### [Actions to take]
a - In the treatment update, what does the nurse say will probably happen when the writer gets "too pooped to go"?
b - Please repeat the treatment update word for word from "The low red" to "do a transfusion.".
c - Pick up the treatment update after its final sentence and continue writing it.

### [Excerpt to read]
----

"Onward and upward" is what my Dr. says after he's examined me, questioned me, and evaluated my blood counts! (That's on the days I "pass"!) And I passed today! Thanks for your prayers!
My platelets and red count are getting lower. The nurse reminded me that I don't have any "to give away" and I assured her I hadn't been! The Dr. and nurse both talked about a transfusion. So that may be part of my future adventures on this journey. I think they are preparing me for the eventuality! I hope I can escape that treatment but, as the Dr. said, "It's not the end of the world."
The low red count/hemoglobin will eventually make me tired. Right now I still have an amazing amount of energy, although I do get winded when I do some "normal" things. So the nurse said when I get "too pooped to go", they'll probably do a transfusion.
Today's treatment zapped me. I expected that to happen last week and it didn't. Who knew?! I feel like I've been soaked in chemicals and I had to "sleep off my drunk" when I got home. But I'm up moving around again. I don't want that stuff to "pool in my veins"!! (I know that's not very medical or scientific, but that's how I feel!:-))) I watered my herb garden and walked around outside a little. Tomorrow I hope to be back on my daily "regimen". The nurse suggested that instead of drinking so much water, that I drink more things with nourishment in them so I'm getting ready to make a bunch of limeade. I'm so excited! That will make drinking much more fun! (I know, who said drinking wasn't fun?) :-) My weight was down a little this week so along with drinking more nourishment, I'm supposing it would also be advisable to eat more ice cream. (That's my own prescription!)

----

### [Point localization data]
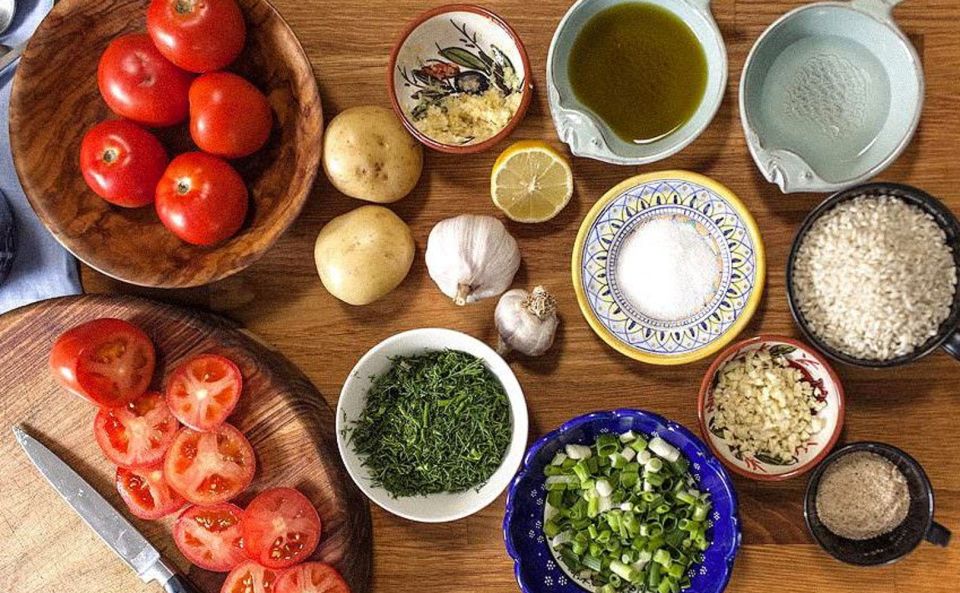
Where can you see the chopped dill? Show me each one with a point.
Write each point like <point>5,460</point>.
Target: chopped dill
<point>435,422</point>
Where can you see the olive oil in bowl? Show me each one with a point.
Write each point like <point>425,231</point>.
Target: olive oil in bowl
<point>640,69</point>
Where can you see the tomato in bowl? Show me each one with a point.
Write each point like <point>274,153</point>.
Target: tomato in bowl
<point>132,245</point>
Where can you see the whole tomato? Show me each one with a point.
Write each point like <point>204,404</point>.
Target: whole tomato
<point>140,84</point>
<point>201,198</point>
<point>229,117</point>
<point>122,163</point>
<point>197,35</point>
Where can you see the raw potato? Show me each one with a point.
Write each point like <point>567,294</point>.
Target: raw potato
<point>368,155</point>
<point>364,254</point>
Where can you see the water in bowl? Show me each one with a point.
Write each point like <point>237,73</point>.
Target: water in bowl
<point>826,98</point>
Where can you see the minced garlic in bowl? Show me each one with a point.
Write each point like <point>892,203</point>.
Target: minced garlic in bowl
<point>766,407</point>
<point>464,118</point>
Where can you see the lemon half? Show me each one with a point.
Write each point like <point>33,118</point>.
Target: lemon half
<point>531,182</point>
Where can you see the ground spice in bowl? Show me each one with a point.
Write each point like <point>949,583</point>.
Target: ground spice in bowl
<point>861,496</point>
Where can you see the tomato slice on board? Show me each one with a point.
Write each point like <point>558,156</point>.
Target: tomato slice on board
<point>107,361</point>
<point>250,577</point>
<point>280,528</point>
<point>209,467</point>
<point>311,577</point>
<point>147,493</point>
<point>210,536</point>
<point>203,391</point>
<point>138,433</point>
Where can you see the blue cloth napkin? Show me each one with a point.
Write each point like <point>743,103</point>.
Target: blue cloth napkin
<point>42,269</point>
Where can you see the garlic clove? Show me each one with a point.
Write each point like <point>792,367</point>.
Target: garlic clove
<point>526,321</point>
<point>472,257</point>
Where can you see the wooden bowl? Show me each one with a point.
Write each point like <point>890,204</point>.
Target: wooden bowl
<point>55,100</point>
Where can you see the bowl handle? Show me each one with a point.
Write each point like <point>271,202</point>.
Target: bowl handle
<point>952,345</point>
<point>938,535</point>
<point>879,8</point>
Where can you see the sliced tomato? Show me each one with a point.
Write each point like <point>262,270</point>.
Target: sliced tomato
<point>210,536</point>
<point>250,577</point>
<point>107,361</point>
<point>204,390</point>
<point>147,493</point>
<point>136,434</point>
<point>311,577</point>
<point>209,467</point>
<point>280,528</point>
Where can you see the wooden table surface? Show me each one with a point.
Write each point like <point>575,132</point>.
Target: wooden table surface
<point>282,300</point>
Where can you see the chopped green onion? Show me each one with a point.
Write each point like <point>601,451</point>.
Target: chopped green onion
<point>625,518</point>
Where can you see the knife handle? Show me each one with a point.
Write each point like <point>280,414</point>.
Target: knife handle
<point>178,584</point>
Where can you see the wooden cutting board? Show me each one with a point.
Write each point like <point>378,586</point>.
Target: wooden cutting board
<point>45,547</point>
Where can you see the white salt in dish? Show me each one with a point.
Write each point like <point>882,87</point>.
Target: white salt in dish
<point>668,267</point>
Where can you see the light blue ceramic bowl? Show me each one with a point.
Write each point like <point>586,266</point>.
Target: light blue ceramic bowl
<point>831,94</point>
<point>536,569</point>
<point>587,135</point>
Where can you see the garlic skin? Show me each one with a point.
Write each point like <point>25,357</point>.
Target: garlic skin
<point>472,257</point>
<point>526,321</point>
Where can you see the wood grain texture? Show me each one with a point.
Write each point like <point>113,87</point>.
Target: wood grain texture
<point>281,298</point>
<point>55,101</point>
<point>46,547</point>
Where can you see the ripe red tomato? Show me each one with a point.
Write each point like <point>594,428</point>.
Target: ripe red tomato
<point>122,163</point>
<point>209,467</point>
<point>280,528</point>
<point>229,117</point>
<point>311,577</point>
<point>210,537</point>
<point>197,35</point>
<point>110,362</point>
<point>201,199</point>
<point>204,390</point>
<point>140,84</point>
<point>147,493</point>
<point>250,577</point>
<point>137,434</point>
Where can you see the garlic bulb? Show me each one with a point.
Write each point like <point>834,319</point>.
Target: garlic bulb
<point>526,321</point>
<point>472,257</point>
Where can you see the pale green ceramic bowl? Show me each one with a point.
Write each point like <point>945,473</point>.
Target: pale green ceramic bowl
<point>831,94</point>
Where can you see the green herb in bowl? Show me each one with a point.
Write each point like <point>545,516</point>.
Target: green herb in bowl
<point>624,514</point>
<point>434,422</point>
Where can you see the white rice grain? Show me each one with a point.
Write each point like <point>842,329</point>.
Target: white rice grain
<point>874,277</point>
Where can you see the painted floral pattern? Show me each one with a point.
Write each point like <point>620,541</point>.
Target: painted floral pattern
<point>814,373</point>
<point>468,68</point>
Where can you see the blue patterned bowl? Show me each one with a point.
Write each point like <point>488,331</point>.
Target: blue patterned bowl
<point>725,225</point>
<point>536,569</point>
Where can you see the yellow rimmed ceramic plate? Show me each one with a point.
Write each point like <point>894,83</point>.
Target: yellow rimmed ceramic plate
<point>727,227</point>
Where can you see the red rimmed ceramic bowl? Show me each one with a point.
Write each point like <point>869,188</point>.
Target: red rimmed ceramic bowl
<point>816,370</point>
<point>459,78</point>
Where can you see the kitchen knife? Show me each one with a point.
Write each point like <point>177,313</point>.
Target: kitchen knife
<point>110,525</point>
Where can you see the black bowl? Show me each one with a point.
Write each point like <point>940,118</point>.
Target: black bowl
<point>890,547</point>
<point>948,337</point>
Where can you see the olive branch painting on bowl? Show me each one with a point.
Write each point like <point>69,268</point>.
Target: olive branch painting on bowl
<point>460,79</point>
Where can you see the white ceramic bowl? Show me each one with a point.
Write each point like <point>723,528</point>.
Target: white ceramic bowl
<point>587,135</point>
<point>435,508</point>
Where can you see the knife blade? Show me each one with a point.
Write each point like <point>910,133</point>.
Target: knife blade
<point>112,527</point>
<point>12,55</point>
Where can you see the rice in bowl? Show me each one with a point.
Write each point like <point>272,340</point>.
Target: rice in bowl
<point>874,277</point>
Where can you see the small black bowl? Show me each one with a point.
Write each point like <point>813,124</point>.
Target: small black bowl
<point>890,547</point>
<point>949,335</point>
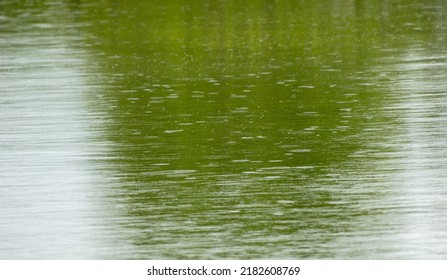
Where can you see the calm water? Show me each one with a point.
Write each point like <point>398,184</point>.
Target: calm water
<point>223,129</point>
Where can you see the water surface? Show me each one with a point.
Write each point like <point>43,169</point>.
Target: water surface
<point>223,130</point>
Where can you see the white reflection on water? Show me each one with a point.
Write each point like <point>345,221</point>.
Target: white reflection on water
<point>421,196</point>
<point>47,184</point>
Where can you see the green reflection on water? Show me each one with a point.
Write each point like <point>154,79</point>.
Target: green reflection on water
<point>250,129</point>
<point>237,126</point>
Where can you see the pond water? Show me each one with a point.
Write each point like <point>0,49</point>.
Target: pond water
<point>223,129</point>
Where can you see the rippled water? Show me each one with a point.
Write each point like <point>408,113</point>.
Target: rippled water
<point>223,129</point>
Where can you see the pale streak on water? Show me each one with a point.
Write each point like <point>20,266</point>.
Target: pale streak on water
<point>56,190</point>
<point>46,183</point>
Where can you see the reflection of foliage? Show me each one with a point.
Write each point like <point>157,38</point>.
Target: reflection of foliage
<point>227,117</point>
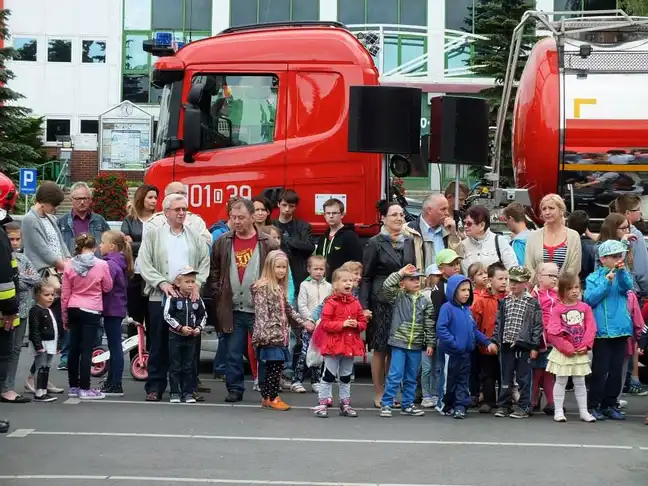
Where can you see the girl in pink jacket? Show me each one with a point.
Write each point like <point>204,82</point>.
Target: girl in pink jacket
<point>85,279</point>
<point>547,296</point>
<point>571,332</point>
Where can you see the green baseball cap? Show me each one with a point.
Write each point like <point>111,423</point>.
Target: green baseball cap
<point>446,257</point>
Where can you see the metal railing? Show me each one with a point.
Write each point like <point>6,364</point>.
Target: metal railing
<point>454,41</point>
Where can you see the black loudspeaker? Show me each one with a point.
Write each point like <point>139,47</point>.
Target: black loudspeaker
<point>385,119</point>
<point>459,131</point>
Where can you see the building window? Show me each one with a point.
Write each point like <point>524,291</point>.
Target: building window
<point>245,12</point>
<point>402,12</point>
<point>59,50</point>
<point>56,128</point>
<point>25,49</point>
<point>89,126</point>
<point>93,52</point>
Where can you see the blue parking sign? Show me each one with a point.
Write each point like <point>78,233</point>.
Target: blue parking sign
<point>28,181</point>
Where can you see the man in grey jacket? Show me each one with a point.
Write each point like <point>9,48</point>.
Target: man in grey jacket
<point>165,250</point>
<point>81,219</point>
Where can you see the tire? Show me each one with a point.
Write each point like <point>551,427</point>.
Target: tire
<point>99,369</point>
<point>138,368</point>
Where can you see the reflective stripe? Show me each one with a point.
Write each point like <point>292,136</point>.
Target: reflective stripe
<point>7,294</point>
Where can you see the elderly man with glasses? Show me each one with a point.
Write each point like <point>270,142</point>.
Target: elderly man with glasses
<point>166,249</point>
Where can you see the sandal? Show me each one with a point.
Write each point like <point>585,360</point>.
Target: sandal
<point>18,399</point>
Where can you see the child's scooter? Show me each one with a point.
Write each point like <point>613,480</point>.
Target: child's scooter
<point>138,366</point>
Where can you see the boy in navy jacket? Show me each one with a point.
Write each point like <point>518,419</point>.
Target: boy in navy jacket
<point>458,336</point>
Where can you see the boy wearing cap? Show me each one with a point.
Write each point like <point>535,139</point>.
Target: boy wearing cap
<point>606,292</point>
<point>517,334</point>
<point>186,320</point>
<point>412,331</point>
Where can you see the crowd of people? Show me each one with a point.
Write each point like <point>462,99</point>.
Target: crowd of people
<point>455,315</point>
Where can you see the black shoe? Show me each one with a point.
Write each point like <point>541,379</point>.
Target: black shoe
<point>234,397</point>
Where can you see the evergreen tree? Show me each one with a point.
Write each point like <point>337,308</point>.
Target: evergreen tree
<point>497,19</point>
<point>21,143</point>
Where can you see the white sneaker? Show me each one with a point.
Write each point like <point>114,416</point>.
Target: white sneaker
<point>428,402</point>
<point>587,417</point>
<point>559,417</point>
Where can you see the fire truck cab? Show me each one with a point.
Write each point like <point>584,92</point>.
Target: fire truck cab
<point>257,109</point>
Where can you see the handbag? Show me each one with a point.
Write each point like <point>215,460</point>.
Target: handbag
<point>52,277</point>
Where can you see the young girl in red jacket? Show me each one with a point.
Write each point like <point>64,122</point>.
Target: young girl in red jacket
<point>338,339</point>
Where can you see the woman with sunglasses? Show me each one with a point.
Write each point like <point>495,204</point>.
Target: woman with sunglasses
<point>481,244</point>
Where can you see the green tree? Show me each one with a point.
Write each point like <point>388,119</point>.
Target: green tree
<point>21,142</point>
<point>497,19</point>
<point>634,7</point>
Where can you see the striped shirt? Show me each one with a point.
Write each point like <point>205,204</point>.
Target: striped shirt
<point>555,254</point>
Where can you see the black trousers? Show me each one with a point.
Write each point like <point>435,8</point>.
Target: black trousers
<point>515,363</point>
<point>607,372</point>
<point>182,379</point>
<point>490,373</point>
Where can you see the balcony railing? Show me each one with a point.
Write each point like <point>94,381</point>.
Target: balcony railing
<point>407,63</point>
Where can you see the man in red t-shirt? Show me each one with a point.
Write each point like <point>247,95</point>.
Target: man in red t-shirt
<point>236,263</point>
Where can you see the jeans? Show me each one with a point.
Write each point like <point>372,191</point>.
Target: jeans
<point>237,344</point>
<point>112,326</point>
<point>182,351</point>
<point>18,337</point>
<point>403,369</point>
<point>515,364</point>
<point>158,362</point>
<point>220,360</point>
<point>83,328</point>
<point>607,368</point>
<point>430,371</point>
<point>457,386</point>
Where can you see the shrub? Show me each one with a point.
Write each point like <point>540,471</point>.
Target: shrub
<point>110,195</point>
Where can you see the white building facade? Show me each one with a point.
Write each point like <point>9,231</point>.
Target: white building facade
<point>79,58</point>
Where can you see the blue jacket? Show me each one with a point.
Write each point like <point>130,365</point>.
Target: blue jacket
<point>219,229</point>
<point>96,228</point>
<point>456,329</point>
<point>518,243</point>
<point>609,301</point>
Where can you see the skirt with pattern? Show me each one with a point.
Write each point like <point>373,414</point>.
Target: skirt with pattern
<point>379,327</point>
<point>561,365</point>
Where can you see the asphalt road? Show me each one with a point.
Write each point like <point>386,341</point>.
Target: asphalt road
<point>126,441</point>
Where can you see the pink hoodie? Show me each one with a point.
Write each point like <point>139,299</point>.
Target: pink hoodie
<point>571,327</point>
<point>84,291</point>
<point>548,299</point>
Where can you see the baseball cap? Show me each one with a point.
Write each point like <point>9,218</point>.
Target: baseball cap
<point>188,270</point>
<point>612,247</point>
<point>519,274</point>
<point>432,270</point>
<point>446,256</point>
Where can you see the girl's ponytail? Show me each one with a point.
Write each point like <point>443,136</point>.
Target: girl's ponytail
<point>84,241</point>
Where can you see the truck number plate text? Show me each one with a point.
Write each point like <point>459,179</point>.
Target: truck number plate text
<point>207,196</point>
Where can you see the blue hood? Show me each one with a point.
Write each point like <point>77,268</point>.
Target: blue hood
<point>451,288</point>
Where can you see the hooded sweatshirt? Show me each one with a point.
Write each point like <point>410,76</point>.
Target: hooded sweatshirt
<point>456,329</point>
<point>85,280</point>
<point>114,302</point>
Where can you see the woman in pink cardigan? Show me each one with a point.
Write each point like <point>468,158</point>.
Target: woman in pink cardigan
<point>85,279</point>
<point>554,242</point>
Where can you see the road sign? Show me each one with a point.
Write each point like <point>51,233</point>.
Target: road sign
<point>28,181</point>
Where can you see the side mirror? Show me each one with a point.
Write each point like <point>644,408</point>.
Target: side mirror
<point>192,132</point>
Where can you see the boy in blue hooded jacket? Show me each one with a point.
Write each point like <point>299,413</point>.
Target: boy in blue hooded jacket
<point>458,336</point>
<point>606,292</point>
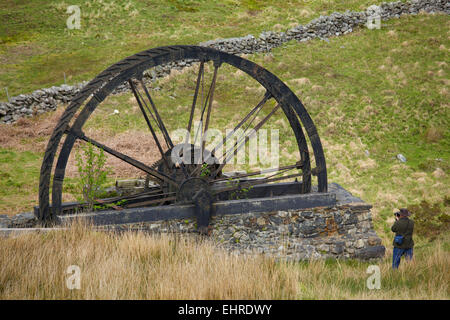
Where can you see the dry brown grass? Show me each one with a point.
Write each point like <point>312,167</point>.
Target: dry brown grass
<point>139,266</point>
<point>134,266</point>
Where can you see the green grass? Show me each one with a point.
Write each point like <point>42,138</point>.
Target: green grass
<point>385,91</point>
<point>19,180</point>
<point>36,51</point>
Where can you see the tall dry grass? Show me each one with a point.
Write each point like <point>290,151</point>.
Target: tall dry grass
<point>141,266</point>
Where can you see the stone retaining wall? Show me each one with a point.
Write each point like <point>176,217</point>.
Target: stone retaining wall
<point>343,231</point>
<point>26,105</point>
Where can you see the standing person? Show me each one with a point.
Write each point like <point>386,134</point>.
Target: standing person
<point>403,241</point>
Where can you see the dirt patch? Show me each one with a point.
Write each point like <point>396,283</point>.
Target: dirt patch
<point>32,134</point>
<point>135,144</point>
<point>17,53</point>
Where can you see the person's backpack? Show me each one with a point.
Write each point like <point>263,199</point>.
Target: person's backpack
<point>399,239</point>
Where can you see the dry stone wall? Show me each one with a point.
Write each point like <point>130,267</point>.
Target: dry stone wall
<point>27,105</point>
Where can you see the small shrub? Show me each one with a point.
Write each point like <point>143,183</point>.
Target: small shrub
<point>93,174</point>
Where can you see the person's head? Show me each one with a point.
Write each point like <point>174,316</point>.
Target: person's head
<point>404,213</point>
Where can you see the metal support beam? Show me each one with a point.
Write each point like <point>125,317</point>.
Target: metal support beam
<point>136,215</point>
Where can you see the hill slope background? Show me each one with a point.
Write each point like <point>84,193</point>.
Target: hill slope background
<point>372,94</point>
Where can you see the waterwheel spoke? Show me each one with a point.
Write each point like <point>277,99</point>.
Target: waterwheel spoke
<point>239,184</point>
<point>160,123</point>
<point>253,112</point>
<point>141,106</point>
<point>298,165</point>
<point>239,144</point>
<point>194,102</point>
<point>209,101</point>
<point>133,162</point>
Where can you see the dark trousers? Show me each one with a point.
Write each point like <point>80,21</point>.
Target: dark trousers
<point>397,255</point>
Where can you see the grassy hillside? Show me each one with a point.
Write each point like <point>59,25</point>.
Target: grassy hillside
<point>138,266</point>
<point>372,94</point>
<point>36,51</point>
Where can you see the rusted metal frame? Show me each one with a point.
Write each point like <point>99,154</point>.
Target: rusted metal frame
<point>149,202</point>
<point>188,211</point>
<point>210,101</point>
<point>159,121</point>
<point>135,163</point>
<point>194,102</point>
<point>280,91</point>
<point>258,107</point>
<point>246,138</point>
<point>255,173</point>
<point>150,127</point>
<point>241,184</point>
<point>160,56</point>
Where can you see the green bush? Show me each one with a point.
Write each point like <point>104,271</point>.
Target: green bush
<point>93,174</point>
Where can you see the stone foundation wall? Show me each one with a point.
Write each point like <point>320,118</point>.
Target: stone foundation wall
<point>342,231</point>
<point>27,105</point>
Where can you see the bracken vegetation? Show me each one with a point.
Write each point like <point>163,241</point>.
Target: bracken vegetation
<point>372,94</point>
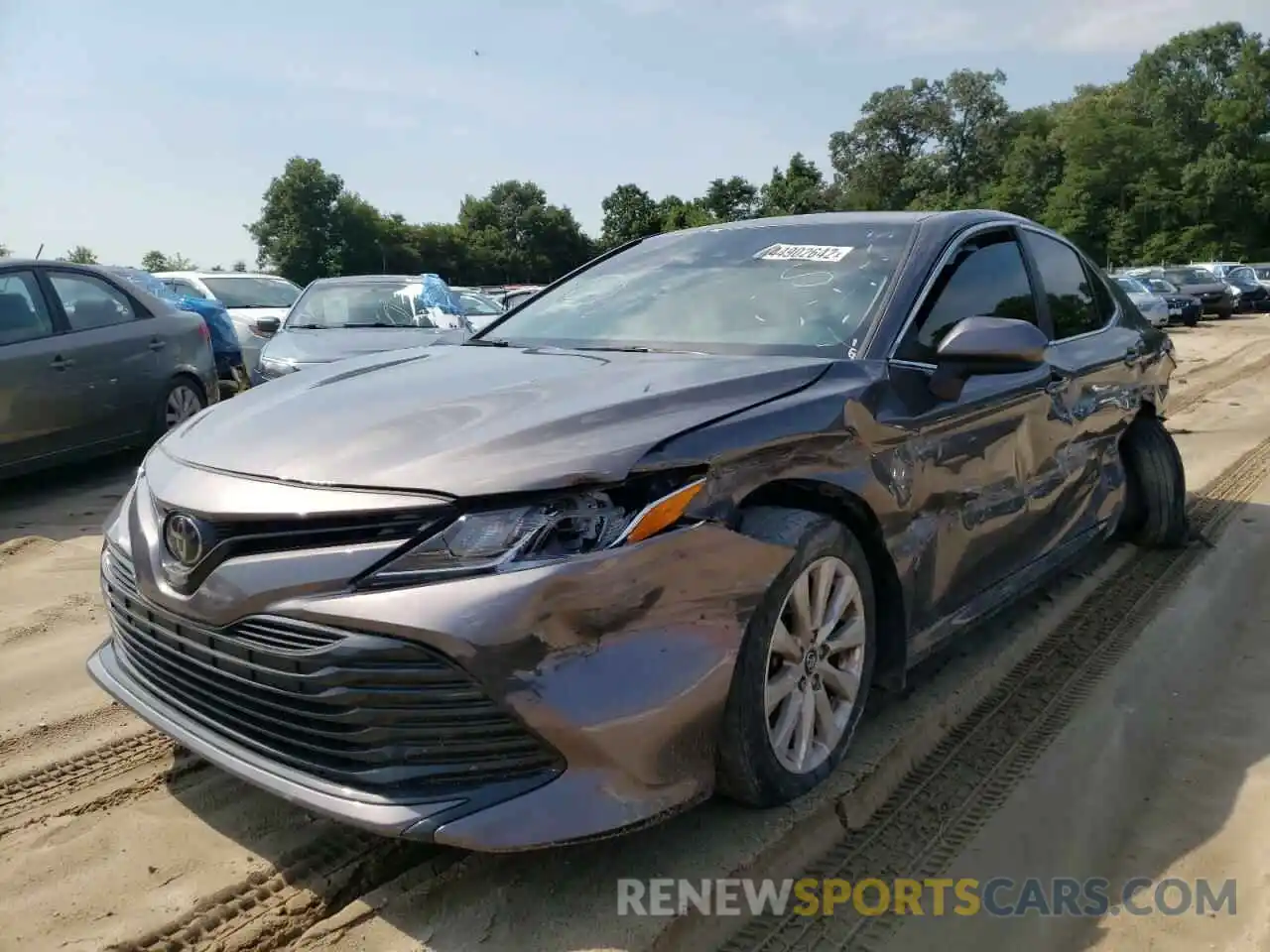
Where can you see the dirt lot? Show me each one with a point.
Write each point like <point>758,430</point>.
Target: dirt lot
<point>1116,728</point>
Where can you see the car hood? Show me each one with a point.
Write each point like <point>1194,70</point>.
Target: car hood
<point>467,420</point>
<point>1196,290</point>
<point>339,343</point>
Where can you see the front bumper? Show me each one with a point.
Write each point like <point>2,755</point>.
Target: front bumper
<point>617,662</point>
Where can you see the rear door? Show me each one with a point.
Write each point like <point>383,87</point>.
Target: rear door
<point>44,405</point>
<point>116,348</point>
<point>1096,354</point>
<point>970,462</point>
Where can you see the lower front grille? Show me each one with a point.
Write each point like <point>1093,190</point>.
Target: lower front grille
<point>376,714</point>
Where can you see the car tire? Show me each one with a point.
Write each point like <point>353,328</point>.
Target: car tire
<point>749,769</point>
<point>183,398</point>
<point>1155,511</point>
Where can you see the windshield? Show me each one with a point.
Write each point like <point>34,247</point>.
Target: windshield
<point>252,291</point>
<point>788,289</point>
<point>476,304</point>
<point>367,303</point>
<point>146,282</point>
<point>1192,276</point>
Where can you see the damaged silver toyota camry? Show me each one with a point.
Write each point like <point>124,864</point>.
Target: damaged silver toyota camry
<point>653,535</point>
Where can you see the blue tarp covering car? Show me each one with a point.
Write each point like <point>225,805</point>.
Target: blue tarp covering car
<point>225,343</point>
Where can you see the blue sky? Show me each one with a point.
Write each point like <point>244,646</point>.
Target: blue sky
<point>141,126</point>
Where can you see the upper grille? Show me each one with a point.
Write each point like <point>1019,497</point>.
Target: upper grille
<point>372,712</point>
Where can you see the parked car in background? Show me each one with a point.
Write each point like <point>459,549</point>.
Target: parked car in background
<point>230,368</point>
<point>338,317</point>
<point>629,547</point>
<point>254,302</point>
<point>1182,307</point>
<point>1152,304</point>
<point>1250,296</point>
<point>91,363</point>
<point>517,296</point>
<point>479,307</point>
<point>1213,295</point>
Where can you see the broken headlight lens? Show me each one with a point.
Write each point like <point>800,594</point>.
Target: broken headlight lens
<point>549,531</point>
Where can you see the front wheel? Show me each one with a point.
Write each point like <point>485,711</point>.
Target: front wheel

----

### [Solved tasks]
a - They'll probably do a transfusion.

b -
The low red count/hemoglobin will eventually make me tired. Right now I still have an amazing amount of energy, although I do get winded when I do some "normal" things. So the nurse said when I get "too pooped to go", they'll probably do a transfusion.

c -
Today's song that was going through my mind when I woke up is one we sang in church on Sunday. I may have mentioned it before, but it is relevant again today, and it is "today's song"! I'll share part of it. The title is "All Must Be Well" On iTunes it's sung by Matthew Smith on Incredible Grace Music if you want to download it. I thank God for putting it in my mind while I was asleep last night. What a wonderful truth upon which to meditate as I awakened this morning! The 2nd and 3rd verses go as follows:
Though we pass through tribulation, All will be well.
Cause it's such a full salvation, All is well.
Happy still in God confiding,
Fruitful if in Christ abiding,
Steadfast through the Spirit's guiding, All must be well.
We expect a bright tomorrow, All will be well.
Faith can sing through days of sorrow, All is well.
On our Father's love relying,
Jesus every need supplying,
Yes, in living or in dying, All must be well!
I am confident that all is well and all will be well! One last thought. I seriously laughed out loud during my devotions one morning last week. The verse that was part of the reading for that day was Psalm 6:2, "O Lord, heal me, for my bones are in distress." I couldn't believe it! It was so relevant! Straight to my heart (or bones!) That verse has now become my prayer and I wasn't surprised when my counts were "okay" this morning! I will appreciate your continued prayers that the Lord will heal my bones and that they will make all the blood they should be making!
Seven more treatments! Two more cycles!! Thanks for hanging in there with me on this journey! God is so good - all the time! He is the One to be praised for the strength He provides to me each day!
God IS so good to us for all the comfort He gives us during these troubling times. That verse is great! We continue to pray.